┌─ DATASET ENTRIES

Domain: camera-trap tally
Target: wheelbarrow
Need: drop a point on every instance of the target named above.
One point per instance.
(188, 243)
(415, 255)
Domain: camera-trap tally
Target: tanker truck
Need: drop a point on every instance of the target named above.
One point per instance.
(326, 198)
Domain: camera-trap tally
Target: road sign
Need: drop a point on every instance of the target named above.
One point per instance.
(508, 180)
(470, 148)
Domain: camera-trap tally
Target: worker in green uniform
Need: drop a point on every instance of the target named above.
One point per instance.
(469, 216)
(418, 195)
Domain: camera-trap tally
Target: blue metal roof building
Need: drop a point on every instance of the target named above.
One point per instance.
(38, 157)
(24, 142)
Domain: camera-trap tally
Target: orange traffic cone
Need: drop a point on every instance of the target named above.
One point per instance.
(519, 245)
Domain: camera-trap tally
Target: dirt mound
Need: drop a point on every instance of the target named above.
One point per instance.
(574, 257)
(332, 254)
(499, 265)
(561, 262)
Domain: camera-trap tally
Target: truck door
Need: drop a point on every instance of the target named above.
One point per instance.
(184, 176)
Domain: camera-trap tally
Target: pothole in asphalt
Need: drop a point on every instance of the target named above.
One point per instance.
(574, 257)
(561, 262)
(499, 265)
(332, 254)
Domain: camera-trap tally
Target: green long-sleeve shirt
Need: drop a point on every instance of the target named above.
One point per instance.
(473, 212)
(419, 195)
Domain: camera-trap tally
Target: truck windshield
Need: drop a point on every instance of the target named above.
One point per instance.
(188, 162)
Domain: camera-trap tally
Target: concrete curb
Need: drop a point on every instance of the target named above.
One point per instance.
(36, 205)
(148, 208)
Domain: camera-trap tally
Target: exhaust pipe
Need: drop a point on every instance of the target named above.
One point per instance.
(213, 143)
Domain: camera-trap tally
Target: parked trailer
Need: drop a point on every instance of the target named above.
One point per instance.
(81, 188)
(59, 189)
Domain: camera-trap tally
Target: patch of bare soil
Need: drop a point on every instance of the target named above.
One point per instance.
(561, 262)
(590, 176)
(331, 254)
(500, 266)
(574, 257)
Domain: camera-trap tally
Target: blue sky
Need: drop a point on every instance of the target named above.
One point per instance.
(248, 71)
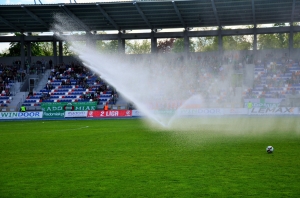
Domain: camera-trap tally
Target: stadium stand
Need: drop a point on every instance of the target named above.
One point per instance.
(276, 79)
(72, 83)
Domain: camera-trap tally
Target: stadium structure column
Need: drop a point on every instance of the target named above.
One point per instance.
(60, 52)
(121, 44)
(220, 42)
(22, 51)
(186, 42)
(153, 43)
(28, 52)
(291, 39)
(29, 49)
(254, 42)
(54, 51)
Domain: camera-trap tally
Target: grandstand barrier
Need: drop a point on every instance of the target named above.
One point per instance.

└─
┌─ DATASET ENTRIES

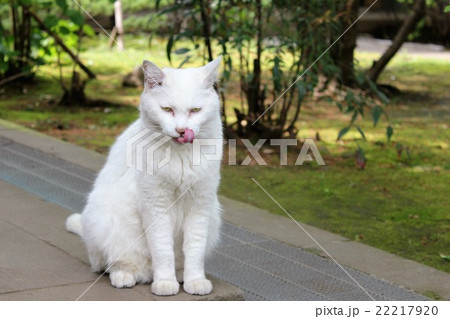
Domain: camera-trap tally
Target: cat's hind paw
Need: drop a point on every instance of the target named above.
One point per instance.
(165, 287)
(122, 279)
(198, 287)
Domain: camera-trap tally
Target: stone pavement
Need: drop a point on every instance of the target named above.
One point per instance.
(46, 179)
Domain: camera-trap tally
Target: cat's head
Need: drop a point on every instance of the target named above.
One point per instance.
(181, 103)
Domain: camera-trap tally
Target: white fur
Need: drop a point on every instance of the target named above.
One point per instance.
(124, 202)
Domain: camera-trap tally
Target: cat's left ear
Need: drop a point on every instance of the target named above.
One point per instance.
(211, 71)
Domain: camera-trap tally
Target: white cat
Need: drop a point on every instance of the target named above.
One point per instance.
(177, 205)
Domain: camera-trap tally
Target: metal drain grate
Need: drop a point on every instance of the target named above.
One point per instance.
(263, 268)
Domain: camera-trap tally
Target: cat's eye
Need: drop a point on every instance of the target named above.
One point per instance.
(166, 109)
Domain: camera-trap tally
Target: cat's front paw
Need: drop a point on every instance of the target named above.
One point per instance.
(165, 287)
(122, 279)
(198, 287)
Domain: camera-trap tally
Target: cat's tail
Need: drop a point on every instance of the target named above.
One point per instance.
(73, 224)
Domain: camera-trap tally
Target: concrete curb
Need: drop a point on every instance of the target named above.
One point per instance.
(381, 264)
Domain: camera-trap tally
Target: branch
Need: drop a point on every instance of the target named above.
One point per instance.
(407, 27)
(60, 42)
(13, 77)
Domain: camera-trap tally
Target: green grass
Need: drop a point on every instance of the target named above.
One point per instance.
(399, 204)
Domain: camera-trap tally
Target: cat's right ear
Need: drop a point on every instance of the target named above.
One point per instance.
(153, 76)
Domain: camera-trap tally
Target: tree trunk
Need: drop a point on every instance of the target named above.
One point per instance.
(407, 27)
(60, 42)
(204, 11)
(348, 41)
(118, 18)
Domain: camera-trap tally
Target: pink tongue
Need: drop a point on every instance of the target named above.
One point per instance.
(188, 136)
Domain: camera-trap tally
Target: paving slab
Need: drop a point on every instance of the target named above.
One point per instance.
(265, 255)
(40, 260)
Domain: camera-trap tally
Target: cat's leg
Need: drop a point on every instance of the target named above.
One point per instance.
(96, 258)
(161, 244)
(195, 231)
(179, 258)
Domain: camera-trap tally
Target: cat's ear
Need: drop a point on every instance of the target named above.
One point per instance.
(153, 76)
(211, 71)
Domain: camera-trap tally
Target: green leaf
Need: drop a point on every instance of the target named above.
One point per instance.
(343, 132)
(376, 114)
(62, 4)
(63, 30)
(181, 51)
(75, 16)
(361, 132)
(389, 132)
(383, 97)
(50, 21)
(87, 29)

└─

■ **TASK DETAILS**: Which lines in the listing above contain the word "blue"? List each of those lines in full.

■ **WRITTEN SOLUTION**:
Target: blue metal roof building
Target: blue sky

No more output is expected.